Extend the email reply below about running tensorflow-data-validation and a possible deadlock, picking up after its final line.

- **Text provided**:
○ ○ ○ ○ ○
Hi,

Thank you for your response.

I am not using apache-beam directly but using tensorflow-data-validation
API, so I'm sure about if there is any deadlock or not.
https://www.tensorflow.org/tfx/data_validation/api_docs/python/tfdv/generate_statistics_from_tfrecord

But what I can tell is that I didn't see any stack trace related to
deadlock. I've attached the stack (from pystack) of one worker.
Also the program is running well on a relatively small but still large
enough dataset, which is around 200GB and it took over 10mins to finish.

Thanks,
Junjian



On Tue, Aug 25, 2020 at 12:56 AM Luke Cwik <lc...@google.com> wrote:

> Another person reported something similar for Dataflow and it seemed as
> though in their scenario they were using locks and either got into a
> deadlock or starved processing for long enough that the watchdog also
> failed. Are you using locks and/or having really long single element
> processing times?
○ ○ ○ ○ ○
- **Excerpted records**:
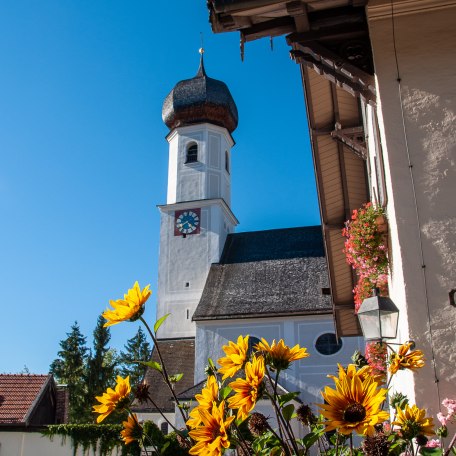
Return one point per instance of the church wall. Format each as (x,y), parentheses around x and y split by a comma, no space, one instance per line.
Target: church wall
(207,177)
(418,136)
(35,444)
(307,375)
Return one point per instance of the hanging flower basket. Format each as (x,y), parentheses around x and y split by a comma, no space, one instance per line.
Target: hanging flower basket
(382,224)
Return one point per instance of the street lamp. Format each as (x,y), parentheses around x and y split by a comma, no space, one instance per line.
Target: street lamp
(378,317)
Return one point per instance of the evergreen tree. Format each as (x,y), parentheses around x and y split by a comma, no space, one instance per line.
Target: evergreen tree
(101,365)
(69,369)
(136,349)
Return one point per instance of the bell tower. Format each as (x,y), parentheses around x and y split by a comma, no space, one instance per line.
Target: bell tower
(201,115)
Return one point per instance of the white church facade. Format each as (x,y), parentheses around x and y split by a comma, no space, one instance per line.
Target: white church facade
(217,284)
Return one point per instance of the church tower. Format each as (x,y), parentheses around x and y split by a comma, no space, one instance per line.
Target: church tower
(196,219)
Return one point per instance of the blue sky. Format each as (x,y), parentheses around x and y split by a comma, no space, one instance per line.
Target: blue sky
(83,155)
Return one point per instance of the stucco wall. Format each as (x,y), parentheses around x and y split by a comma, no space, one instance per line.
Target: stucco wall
(308,375)
(34,444)
(418,132)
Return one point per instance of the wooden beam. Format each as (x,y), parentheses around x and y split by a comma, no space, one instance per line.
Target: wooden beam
(343,31)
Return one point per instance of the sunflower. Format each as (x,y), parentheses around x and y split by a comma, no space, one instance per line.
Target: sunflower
(401,360)
(113,399)
(131,307)
(132,429)
(413,422)
(249,390)
(355,403)
(212,435)
(236,356)
(280,355)
(209,395)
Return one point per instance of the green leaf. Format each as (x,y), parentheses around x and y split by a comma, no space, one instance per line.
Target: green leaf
(287,411)
(431,451)
(225,392)
(287,398)
(159,322)
(153,365)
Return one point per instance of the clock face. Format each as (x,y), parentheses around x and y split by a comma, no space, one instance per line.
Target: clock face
(187,222)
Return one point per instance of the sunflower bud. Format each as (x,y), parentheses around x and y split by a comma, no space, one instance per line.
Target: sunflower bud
(421,440)
(305,415)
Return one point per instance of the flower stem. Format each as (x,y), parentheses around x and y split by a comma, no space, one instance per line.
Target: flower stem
(280,419)
(164,373)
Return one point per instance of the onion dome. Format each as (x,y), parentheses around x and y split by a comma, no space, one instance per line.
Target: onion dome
(198,100)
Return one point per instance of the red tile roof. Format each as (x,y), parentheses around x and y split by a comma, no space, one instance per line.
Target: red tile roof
(18,396)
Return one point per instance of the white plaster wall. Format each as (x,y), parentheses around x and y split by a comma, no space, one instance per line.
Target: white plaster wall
(34,444)
(422,212)
(307,375)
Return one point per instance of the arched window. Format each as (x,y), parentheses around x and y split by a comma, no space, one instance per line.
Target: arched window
(192,153)
(164,427)
(227,162)
(328,344)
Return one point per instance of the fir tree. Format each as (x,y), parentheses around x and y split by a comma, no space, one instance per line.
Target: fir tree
(101,365)
(69,369)
(136,349)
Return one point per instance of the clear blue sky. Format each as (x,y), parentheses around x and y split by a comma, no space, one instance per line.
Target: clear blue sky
(83,155)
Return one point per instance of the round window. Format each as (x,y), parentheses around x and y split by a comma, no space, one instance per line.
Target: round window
(328,344)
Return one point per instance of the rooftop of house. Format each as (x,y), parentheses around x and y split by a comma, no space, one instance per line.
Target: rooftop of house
(21,397)
(179,357)
(267,273)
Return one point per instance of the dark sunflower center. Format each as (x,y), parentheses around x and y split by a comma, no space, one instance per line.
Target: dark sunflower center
(354,413)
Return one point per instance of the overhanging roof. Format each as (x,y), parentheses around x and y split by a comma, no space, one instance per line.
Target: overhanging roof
(329,39)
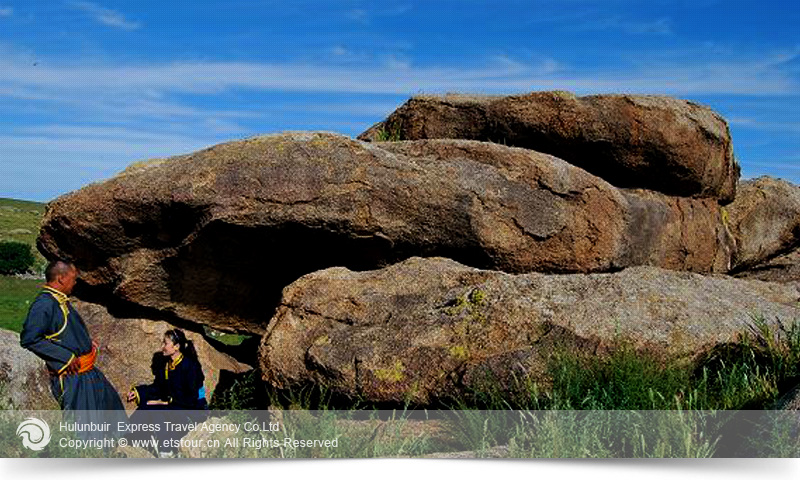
○ ○ ○ ○ ○
- **Expected output**:
>
> On Mon, Aug 24, 2020 at 1:50 AM Junjian Xu <j...@indeed.com> wrote:
>
>> Hi,
>>
>> I’m running into a problem of tensorflow-data-validation with direct
>> runner to generate statistics from some large datasets over 400GB.
>>
>> It seems that all workers stopped working after an error message of
>> “Keepalive watchdog fired. Closing transport.” It seems to be a grpc
>> keepalive timeout.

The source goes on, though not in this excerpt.